Le smart building offre toute une batterie de solutions utiles au maintien à domicile, à l'image du contrôle des accès. Les solutions de sécurité comme les détecteurs d'ouverture de porte peuvent permettre de veiller aux entrées et sorties des personnes atteintes d'Alzheimer, par exemple. Les solutions de pilotage des ouvrants, généralement installées chez les particuliers désireux de réaliser des économies d'énergie à travers le réglage de scénarios, sont, elles, sources de confort pour les personnes âgées. "Elles peuvent ainsi ouvrir leurs volets sans se déplacer", fait remarquer Emmanuel Joumard, vice-président innovation et consumer Insight chez Somfy. On peut également citer les capteurs qui détectent des incidents techniques (fuite d'eau, de gaz, incendie, forte chaleur...) et peuvent s'avérer bien utiles en cas d'oubli. En envoyant, par exemple, des avertissements aux aidants. Autre exemple, les interrupteurs de couleur. "La vue décline avec le vieillissement. C'est dans l'usage du maintien à domicile que ces interrupteurs, qui offrent du contraste, prennent toute leur valeur", renchérit Benoît Coquart.

Dans leur guide, l'IGNES et la FFIE ont évalué le coût et le temps d'installation des solutions et insiste sur leur accessibilité. A titre d'exemple, Emmanuel Joumard chez Somfy rappelle qu'un capteur de mouvement revient à moins d'une dizaine d'euros et qu'une serrure connectée peut s'installer à moins de 500 euros. Le marché ne cesse de croître, observe Luc Broussy, et les perspectives sont importantes : "La tranche des 75-84 ans va augmenter de 49% d'ici 2030", souligne-t-il. Legrand réalise déjà 60 millions d'euros de chiffre d'affaires via ses solutions de téléassistance. "La France est toutefois en retard par rapport à ses voisins européens, indique Benoît Coquart. En Espagne, il y a deux fois plus de personnes connectées à la téléassistance et elles sont plus d'un million de personnes au Royaume-Uni", indique Benoît Coquart.
Deux écueils subsistent : la sécurité des données et la définition des usages. "La domotique peut occuper une place prépondérante mais nous manquons de données pour effectuer des études d'impact sur les effets positifs et négatifs", confie Gwenaëlle Thual, présidente de l'Association française des aidants. Car les usages ne sont pas toujours intuitifs pour les personnes âgées. "Nous avons installé des luminaires avec détection de présence dans les toilettes d'un Ehpad en Ardèche et les usagers cherchaient en permanence l'interrupteur pour éteindre", raconte Emmanuel Joumard. Le dirigeant préconise d'ailleurs une conception sécurisée by design et l'analyse des données en local pour garantir la sécurité des données.
"Le smart building peut nous apporter une logique de parcours résidentiel, avec des logements qui s'adaptent selon nos moments de vie", assure Delphine Pavy, directrice du pôle associatif et médico-social du groupe CDC Habitat. Pour répondre à cette attente Arnaud Brouquier, président de Delta Sertec et coprésident de l'AniTEC, présente un showroom à Avignon et à Marseille pour illustrer comment le smart building doit être le dénominateur commun des bâtiments évolutifs. Concernant le maintien à domicile, sa vision s'inscrit dans celle de la Smart Buildings Alliance quant au rôle du bâtiment : l'adaptabilité ne doit pas se limiter à l'échelle du logement, mais être intégrée dans le bâtiment et dans la smart city avec une infrastructure numérique dans laquelle sont ajoutés différents services.

========================================

Exercice 1:
Pour chaque affirmation, dites si elle concorde avec le texte sur le maintien à domicile. Répondez par oui ou non et citez les mots du texte qui tranchent.
(a) Un capteur de mouvement coûte moins d'une dizaine d'euros.
(b) L'Espagne compte moins de personnes connectées à la téléassistance que la France.
(c) Arnaud Brouquier présente un showroom à Lyon.
Exercice 2:
Recopiez le texte sur le maintien à domicile en partant de « Deux écueils subsistent » et en allant jusqu'à « sécurité des données. ».

Données fournies:
========================================

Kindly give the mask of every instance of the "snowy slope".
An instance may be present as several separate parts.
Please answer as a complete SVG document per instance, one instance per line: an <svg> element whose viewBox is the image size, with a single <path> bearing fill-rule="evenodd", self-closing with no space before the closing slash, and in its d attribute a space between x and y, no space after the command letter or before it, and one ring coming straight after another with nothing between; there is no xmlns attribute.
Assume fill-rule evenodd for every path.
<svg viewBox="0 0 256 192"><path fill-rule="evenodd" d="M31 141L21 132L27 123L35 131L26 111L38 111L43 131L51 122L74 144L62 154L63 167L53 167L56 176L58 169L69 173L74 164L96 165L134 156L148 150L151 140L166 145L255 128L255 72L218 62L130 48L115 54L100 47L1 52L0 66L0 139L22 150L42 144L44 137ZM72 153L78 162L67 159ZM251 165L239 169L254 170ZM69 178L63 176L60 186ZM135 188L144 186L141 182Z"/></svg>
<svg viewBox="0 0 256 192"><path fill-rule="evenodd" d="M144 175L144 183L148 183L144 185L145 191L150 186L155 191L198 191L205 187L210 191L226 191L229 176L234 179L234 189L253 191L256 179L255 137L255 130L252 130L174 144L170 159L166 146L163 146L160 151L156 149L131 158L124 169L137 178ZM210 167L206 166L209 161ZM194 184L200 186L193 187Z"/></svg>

========================================

Résultat 1:
(a) Oui : « un capteur de mouvement revient à moins d'une dizaine d'euros »
(b) Non : « En Espagne, il y a deux fois plus de personnes connectées à la téléassistance »
(c) Non : « présente un showroom à Avignon et à Marseille »

Résultat 2:
Deux écueils subsistent : la sécurité des données et la définition des usages. "La domotique peut occuper une place prépondérante mais nous manquons de données pour effectuer des études d'impact sur les effets positifs et négatifs", confie Gwenaëlle Thual, présidente de l'Association française des aidants. Car les usages ne sont pas toujours intuitifs pour les personnes âgées. "Nous avons installé des luminaires avec détection de présence dans les toilettes d'un Ehpad en Ardèche et les usagers cherchaient en permanence l'interrupteur pour éteindre", raconte Emmanuel Joumard. Le dirigeant préconise d'ailleurs une conception sécurisée by design et l'analyse des données en local pour garantir la sécurité des données.